━━━ Records for the exercise
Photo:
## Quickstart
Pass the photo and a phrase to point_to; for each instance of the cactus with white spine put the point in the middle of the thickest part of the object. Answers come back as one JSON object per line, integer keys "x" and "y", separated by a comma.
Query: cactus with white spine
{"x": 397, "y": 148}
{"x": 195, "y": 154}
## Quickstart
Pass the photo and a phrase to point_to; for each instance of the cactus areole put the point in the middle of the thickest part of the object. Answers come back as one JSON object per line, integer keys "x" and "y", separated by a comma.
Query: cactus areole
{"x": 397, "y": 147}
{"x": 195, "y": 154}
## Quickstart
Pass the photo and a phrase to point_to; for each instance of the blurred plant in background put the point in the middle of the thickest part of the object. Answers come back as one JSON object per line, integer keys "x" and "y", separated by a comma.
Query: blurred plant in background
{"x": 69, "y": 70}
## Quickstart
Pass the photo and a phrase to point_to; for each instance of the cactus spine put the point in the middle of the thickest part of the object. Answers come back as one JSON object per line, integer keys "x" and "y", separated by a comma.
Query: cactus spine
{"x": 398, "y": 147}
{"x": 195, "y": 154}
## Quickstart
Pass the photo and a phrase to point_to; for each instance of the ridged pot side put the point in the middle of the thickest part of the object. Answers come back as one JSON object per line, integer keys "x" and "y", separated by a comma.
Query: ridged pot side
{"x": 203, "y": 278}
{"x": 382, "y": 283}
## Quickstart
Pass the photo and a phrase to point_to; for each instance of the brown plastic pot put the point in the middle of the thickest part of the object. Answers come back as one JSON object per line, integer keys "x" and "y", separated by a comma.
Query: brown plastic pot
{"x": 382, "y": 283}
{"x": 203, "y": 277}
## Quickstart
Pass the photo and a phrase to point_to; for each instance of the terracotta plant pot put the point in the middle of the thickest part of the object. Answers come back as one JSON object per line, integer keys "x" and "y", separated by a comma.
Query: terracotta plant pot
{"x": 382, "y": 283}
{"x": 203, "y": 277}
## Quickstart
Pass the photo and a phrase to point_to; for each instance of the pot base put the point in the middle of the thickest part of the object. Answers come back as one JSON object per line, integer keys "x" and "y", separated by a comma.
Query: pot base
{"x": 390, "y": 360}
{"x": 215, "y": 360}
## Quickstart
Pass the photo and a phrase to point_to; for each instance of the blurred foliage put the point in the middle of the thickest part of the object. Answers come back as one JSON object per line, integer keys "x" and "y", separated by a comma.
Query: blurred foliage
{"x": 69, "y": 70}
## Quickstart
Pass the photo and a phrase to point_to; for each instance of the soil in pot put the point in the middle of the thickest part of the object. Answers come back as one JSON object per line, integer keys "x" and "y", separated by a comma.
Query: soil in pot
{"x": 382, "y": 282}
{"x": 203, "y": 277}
━━━━━━
= What you will do =
Output the entries exactly.

= Answer below =
Photo:
## Quickstart
Pass the photo and a phrase to point_to; for each instance of the cactus with white spine put the point in the middle of the thickest part of the object. Answers come back as one JSON object per line, integer keys "x" and "y", separated by a comma.
Query: cactus with white spine
{"x": 397, "y": 148}
{"x": 195, "y": 154}
## Quickstart
Pass the photo and a phrase to point_to; for each instance of the cactus areole put the point in the middle of the thickest part of the object. Answers come back as one JSON object per line, integer keys "x" and "y", separated by a comma.
Query: cactus areole
{"x": 397, "y": 147}
{"x": 195, "y": 154}
## Quickstart
Pass the photo and a phrase to point_to; for each instance of the blurred plant in background put the point in the middle of the thickest part of the object. Answers come back as one JSON object per line, integer keys "x" and "y", separated by a comma.
Query: blurred plant in background
{"x": 69, "y": 70}
## Quickstart
Pass the photo and a phrase to point_to; for each instance of the cactus spine put the point in the middle of the thickest part of the object. Answers come back as one JSON object per line, integer keys "x" and "y", separated by a comma.
Query: cactus spine
{"x": 398, "y": 147}
{"x": 195, "y": 154}
## Quickstart
Pass the photo and a phrase to point_to; for each instance of the ridged pot side put the point in the middle of the thickest part of the object. Answers come back as one JSON object per line, integer keys "x" and "y", separated by a comma.
Query: ridged pot side
{"x": 203, "y": 278}
{"x": 382, "y": 283}
## Quickstart
Pass the photo and a phrase to point_to; for each instance of the brown plastic pot put the point in the middle of the thickest part of the object. Answers come back as one JSON object per line, integer keys "x" and "y", separated by a comma.
Query: brown plastic pot
{"x": 382, "y": 283}
{"x": 203, "y": 277}
## Quickstart
Pass the photo and a phrase to point_to; for each instance of the terracotta plant pot put the point in the middle of the thickest part of the object. Answers come back as one JSON object per line, integer keys "x" and "y", separated by a comma.
Query: terracotta plant pot
{"x": 382, "y": 283}
{"x": 203, "y": 277}
## Quickstart
Pass the photo and a phrase to point_to; for each instance of the pot base put the point in the middle of the thickest part of the object. Answers come back as one JSON object per line, integer keys "x" and "y", separated by a comma.
Query: pot base
{"x": 390, "y": 360}
{"x": 215, "y": 360}
## Quickstart
Pass the photo and a phrase to point_to; for each instance of the blurred foliage put the point in the middle of the thickest part of the object. Answers come back as one JSON object per line, integer keys "x" and "y", separated by a comma.
Query: blurred foliage
{"x": 69, "y": 70}
## Quickstart
Pass the photo and a phrase to point_to; for each instance of the soil in pot put the point in the middle of the thickest part of the object. Answers come back as one JSON object per line, integer keys "x" and "y", separated by a comma.
Query: soil in pot
{"x": 382, "y": 282}
{"x": 203, "y": 277}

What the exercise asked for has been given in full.